STATED PROBLEM 1
List every example file name given in the section on a folder of single-plane TIFFs.
STATED PROBLEM 2
According to the section on a folder of single-plane TIFFs, which axis do load_ome_zarr/tile_process always read the channel from?

A folder of single-plane TIFFs

Some acquisitions/stitching tools save one TIFF per Z/C plane instead of a single multi-page file, e.g.:

sample_T0_Z000_C0_V0.tif
sample_T0_Z000_C1_V0.tif
sample_T0_Z001_C0_V0.tif
sample_T0_Z001_C1_V0.tif
...

Pass sequence_pattern= and let source be a glob over the folder instead of one file path. The pattern is a regex whose named groups map to axis labels — one file per group of indices:

to_ome_zarr(
    "sample/*.tif",
    "sample.zarr",
    sequence_pattern=r"_T(?P<T>\d+)_Z(?P<Z>\d+)_C(?P<C>\d+)_V\d+",
    shard=True,  # recommended for large sequences, see Sharding below
)

You don't need to order the named groups to match how the axes should come out: the result is always reordered to patchworks' c, z, y, x convention — required for channel= selection (load_ome_zarr/tile_process always read the channel from axis 0) — and a constant axis like T0 above (one value, no real time series) is dropped automatically, the same way the bioio/Imaris readers already drop a singleton time axis.

DATA SEGMENT
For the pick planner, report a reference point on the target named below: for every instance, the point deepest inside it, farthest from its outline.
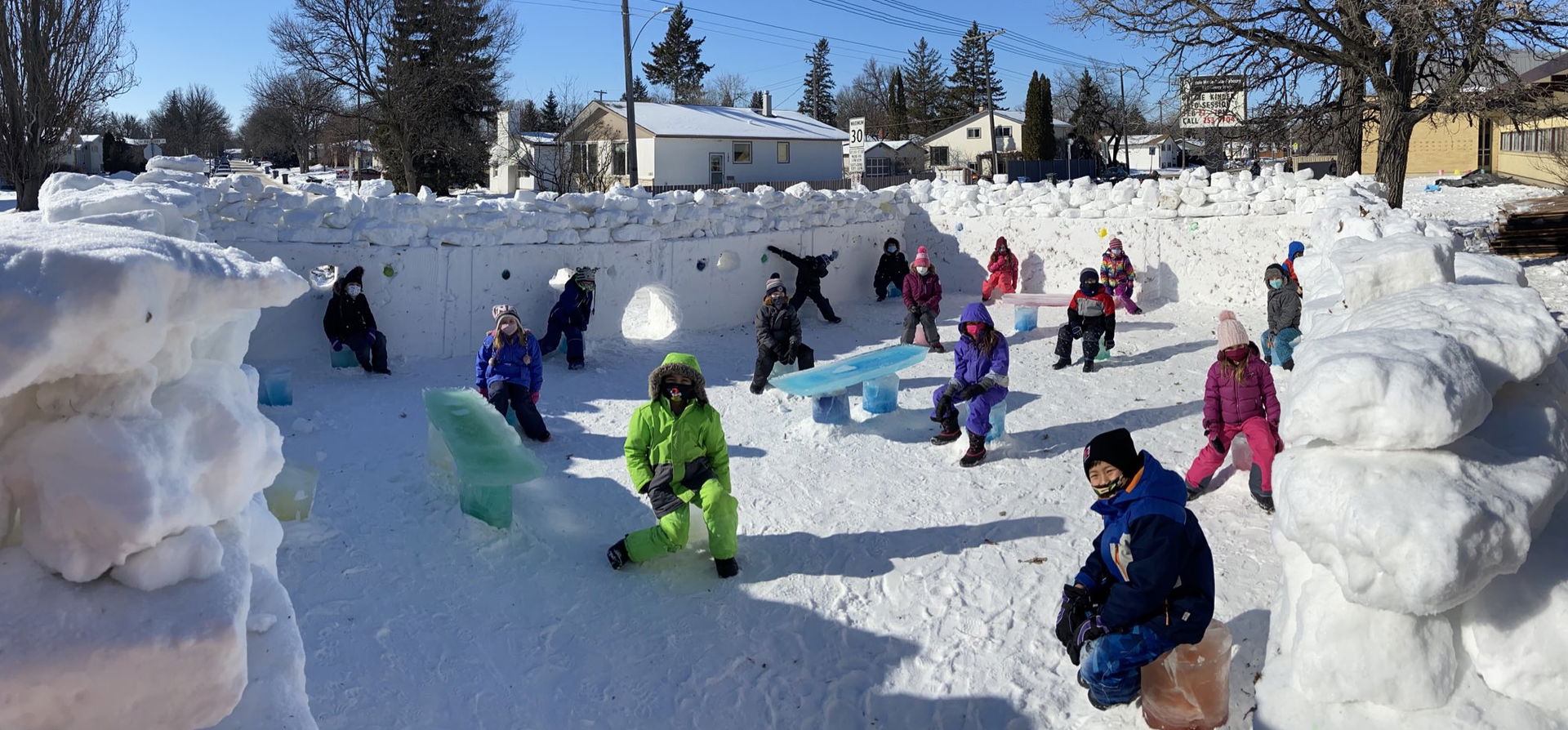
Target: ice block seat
(470, 441)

FULL RESPONSE 1
sample_T0_Z000_C0_V0.tif
sample_T0_Z000_C1_V0.tif
sample_T0_Z001_C0_V0.tif
sample_T0_Z001_C1_V0.tif

FULL RESPONSE 2
Axis 0.